━━━━━ Excerpt provided ━━━━━

Solid Smoke

Aerogel was created in 1931 as the result of a bet. Steven Kistler wagered a colleague that he could replace the liquid inside a jam jar without producing any shrinkage. In other words, he thought he could fill the volume with something that had the same struc­tural properties but was completely dry. The material that won the bet was 99.8 percent air and has the lowest density of any known solid. Aerogel is made by extracting the liquid from a gel by super­critical drying. This allows the liquid to be slowly drawn off with­out the solid matrix of the gel collapsing under its capillary action, as would occur during evaporation. The first aerogels were made of silica; more recent ingredients include alumina and carbon.11

If you touch an aerogel, it feels like Styrofoam or the green foam that flowers are often pressed into. Pressing on it softly doesn’t leave a mark and pressing on it firmly leaves a slight depression. But pressing down sharply enough will cause a catastrophic break­down of the dendritic structure, making it shatter like glass. It’s light and strong, supporting four thousand times its own weight. Aerogel is a thousand times less dense than glass, and the myriad tiny cells of air trapped inside the material make it one of the best insulators known. Engineers at NASA’s Jet Propulsion Lab learned how to make extremely pure aerogel and it was used as an insula­tor on the Mars Pathfinder mission. Peter Tsou is the wizard at JPL who fabricates aerogels; because of the importance of his skills, he was named deputy principal investigator on Stardust.

━━━━━ Data excerpts ━━━━━

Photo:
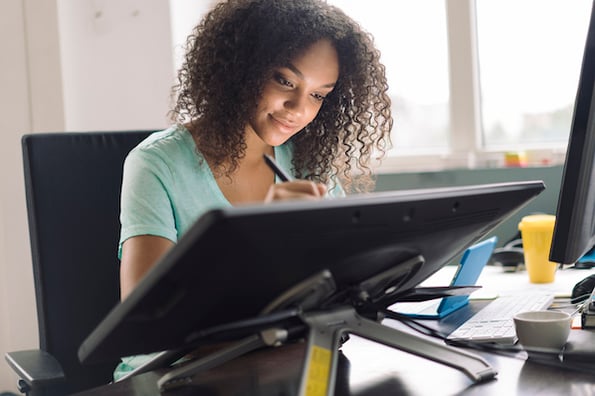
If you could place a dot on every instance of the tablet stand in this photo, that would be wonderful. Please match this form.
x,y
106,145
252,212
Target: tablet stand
x,y
326,327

━━━━━

Problem = Please answer from the aerogel passage: what percentage of the material that won Kistler's bet was air? These rows have nothing to do with the aerogel passage.

Your response = 99.8 percent